▶ [TASK PROMPT] Write the data below out again in full, exactly as shown.

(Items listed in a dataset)

----------------------------------------

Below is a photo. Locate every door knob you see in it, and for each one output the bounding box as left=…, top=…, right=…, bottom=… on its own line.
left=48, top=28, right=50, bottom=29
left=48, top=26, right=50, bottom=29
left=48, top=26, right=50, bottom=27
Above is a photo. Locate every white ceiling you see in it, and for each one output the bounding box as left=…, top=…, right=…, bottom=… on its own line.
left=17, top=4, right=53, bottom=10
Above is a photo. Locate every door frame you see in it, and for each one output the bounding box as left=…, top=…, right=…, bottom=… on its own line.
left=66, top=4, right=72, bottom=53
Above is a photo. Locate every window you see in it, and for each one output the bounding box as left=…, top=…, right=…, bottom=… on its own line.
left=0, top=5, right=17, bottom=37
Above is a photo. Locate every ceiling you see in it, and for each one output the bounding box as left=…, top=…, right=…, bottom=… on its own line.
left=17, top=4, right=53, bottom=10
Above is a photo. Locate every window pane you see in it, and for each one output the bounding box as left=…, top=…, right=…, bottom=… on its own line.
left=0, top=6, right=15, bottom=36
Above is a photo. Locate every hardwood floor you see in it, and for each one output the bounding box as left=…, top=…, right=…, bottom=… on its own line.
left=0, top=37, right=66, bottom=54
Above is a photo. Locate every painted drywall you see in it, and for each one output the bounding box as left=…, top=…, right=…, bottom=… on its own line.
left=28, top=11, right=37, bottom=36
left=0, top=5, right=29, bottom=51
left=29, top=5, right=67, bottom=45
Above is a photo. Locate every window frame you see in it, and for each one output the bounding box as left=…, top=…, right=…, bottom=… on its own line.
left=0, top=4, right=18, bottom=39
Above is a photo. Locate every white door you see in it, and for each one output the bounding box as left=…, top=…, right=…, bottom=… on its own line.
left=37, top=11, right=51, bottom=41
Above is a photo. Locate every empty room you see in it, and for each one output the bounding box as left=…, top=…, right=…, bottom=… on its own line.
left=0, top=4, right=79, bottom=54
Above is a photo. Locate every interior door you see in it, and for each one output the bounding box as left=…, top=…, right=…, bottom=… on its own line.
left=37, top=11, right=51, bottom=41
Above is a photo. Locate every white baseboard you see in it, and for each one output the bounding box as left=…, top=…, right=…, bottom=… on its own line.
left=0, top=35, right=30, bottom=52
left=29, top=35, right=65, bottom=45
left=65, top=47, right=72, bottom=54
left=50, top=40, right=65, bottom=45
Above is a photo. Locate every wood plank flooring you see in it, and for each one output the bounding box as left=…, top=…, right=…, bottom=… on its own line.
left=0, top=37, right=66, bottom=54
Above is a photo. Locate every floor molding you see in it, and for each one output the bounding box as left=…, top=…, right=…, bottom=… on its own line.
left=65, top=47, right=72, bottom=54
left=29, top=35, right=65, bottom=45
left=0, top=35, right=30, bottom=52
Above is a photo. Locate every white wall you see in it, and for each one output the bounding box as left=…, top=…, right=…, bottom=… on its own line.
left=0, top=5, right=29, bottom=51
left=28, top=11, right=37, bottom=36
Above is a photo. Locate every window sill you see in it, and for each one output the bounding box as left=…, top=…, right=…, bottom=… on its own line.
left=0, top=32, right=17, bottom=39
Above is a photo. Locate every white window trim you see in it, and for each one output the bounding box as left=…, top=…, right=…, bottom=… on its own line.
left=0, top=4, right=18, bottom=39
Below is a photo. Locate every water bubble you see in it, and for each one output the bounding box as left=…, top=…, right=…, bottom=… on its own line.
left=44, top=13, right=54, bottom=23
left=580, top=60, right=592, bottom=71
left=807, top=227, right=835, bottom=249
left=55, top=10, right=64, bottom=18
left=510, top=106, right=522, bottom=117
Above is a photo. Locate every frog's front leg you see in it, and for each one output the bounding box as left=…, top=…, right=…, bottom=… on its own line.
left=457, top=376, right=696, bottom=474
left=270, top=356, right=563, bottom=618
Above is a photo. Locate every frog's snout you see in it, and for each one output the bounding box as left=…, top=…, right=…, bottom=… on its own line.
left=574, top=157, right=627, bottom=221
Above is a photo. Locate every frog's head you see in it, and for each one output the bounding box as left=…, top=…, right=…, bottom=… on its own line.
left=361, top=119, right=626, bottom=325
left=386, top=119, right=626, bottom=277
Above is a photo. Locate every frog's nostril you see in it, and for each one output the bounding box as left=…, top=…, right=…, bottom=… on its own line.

----------------------------------------

▶ [TASK RESPONSE]
Below is a photo. Locate every door knob you see in it, and for each one output the bounding box as left=…, top=…, right=…, bottom=… on its own line.
left=48, top=28, right=50, bottom=29
left=48, top=26, right=50, bottom=29
left=48, top=26, right=50, bottom=27
Above is a photo. Locate every white ceiling you see in it, and for each one output the bounding box as left=…, top=…, right=…, bottom=… on its own line.
left=17, top=4, right=53, bottom=10
Above is a photo. Locate every door frame you see in it, and for each one output the bounding box as left=…, top=…, right=…, bottom=… on its own line.
left=66, top=4, right=72, bottom=53
Above is a photo. Locate every window you see in it, and for each one output the bounding box as left=…, top=…, right=…, bottom=… on its own line.
left=0, top=5, right=17, bottom=37
Above is a photo. Locate every ceiling you see in it, and for each one output the bounding box as left=…, top=…, right=…, bottom=… on its own line.
left=17, top=4, right=53, bottom=10
Above is a photo. Locate every window pane you see in it, and for each one output the bounding box as left=…, top=…, right=…, bottom=… on its own line.
left=0, top=6, right=15, bottom=36
Above is a photo. Locate every hardwood floor you see in it, and for each one output the bounding box as left=…, top=…, right=…, bottom=… on its own line.
left=0, top=37, right=66, bottom=54
Above is a photo. Locate every painted drywall you see in it, and for each one output the bounding box as left=…, top=…, right=…, bottom=… on its own line.
left=28, top=11, right=37, bottom=36
left=0, top=5, right=29, bottom=51
left=29, top=5, right=67, bottom=45
Above is a photo. Locate every window frame you see in it, and for each one output the bounding box as left=…, top=…, right=…, bottom=… on its own line.
left=0, top=4, right=18, bottom=39
Above is a photo. Locate every white door you see in it, and for each one output the bounding box as left=…, top=…, right=…, bottom=… on its own line.
left=37, top=11, right=51, bottom=41
Above is a photo. Locate every empty room you see in it, and for each one output the bounding box as left=…, top=…, right=…, bottom=… on its own line.
left=0, top=4, right=79, bottom=54
Above is a photo. Locate every interior door you see in it, and for each one output the bounding box as left=…, top=…, right=…, bottom=… on its own line.
left=37, top=11, right=51, bottom=41
Above is a photo. Locate every white baseboard you see in it, and for each one output the bounding box as left=…, top=…, right=…, bottom=… on its own line.
left=0, top=35, right=30, bottom=52
left=29, top=35, right=65, bottom=45
left=65, top=47, right=72, bottom=54
left=50, top=40, right=65, bottom=45
Above is a photo. Locate every wood plank flooring you see in it, and for each one output the bounding box as left=…, top=…, right=…, bottom=… on its own line.
left=0, top=37, right=66, bottom=54
Above is a photo. Locate every floor molding you see in it, and for each one output the bounding box as left=…, top=…, right=…, bottom=… on its own line.
left=65, top=47, right=72, bottom=54
left=29, top=35, right=65, bottom=45
left=0, top=35, right=30, bottom=52
Above is a photo. Locate every white wall you see in it, and for each one output the bounding box as left=…, top=…, right=…, bottom=… on its own line.
left=0, top=5, right=29, bottom=51
left=28, top=11, right=37, bottom=36
Above is a photo. Locate every window sill you see in it, and for each one output the bounding box as left=…, top=…, right=…, bottom=… on its own line.
left=0, top=32, right=17, bottom=39
Above is a photo. Locate every white window trim you see in it, and for each one output the bounding box as left=…, top=…, right=…, bottom=… on its own line.
left=0, top=4, right=18, bottom=39
Below is a photo. Locate every water bubble you see in it, and for each one output the bounding box as left=…, top=…, right=…, bottom=… on its own line.
left=44, top=13, right=54, bottom=23
left=580, top=60, right=592, bottom=71
left=807, top=227, right=835, bottom=249
left=55, top=10, right=64, bottom=18
left=510, top=106, right=522, bottom=117
Above is a photo. Locate every frog's front leg you see in it, and for each one output the bounding box as left=…, top=…, right=…, bottom=… on its own line.
left=457, top=376, right=696, bottom=474
left=270, top=356, right=563, bottom=618
Above is a photo. Locate every frog's snout you see in it, and for each one output the bounding box as left=…, top=…, right=…, bottom=… on its own line.
left=574, top=157, right=627, bottom=221
Above is a photo. Locate every frog's head you see in it, and for each one output the bounding box as left=…, top=…, right=…, bottom=… on its own line.
left=361, top=119, right=626, bottom=325
left=386, top=119, right=626, bottom=277
Above is a photo. Locate every frog's nostril you see in it, and for each one output the bounding box as left=…, top=…, right=…, bottom=… on its own line.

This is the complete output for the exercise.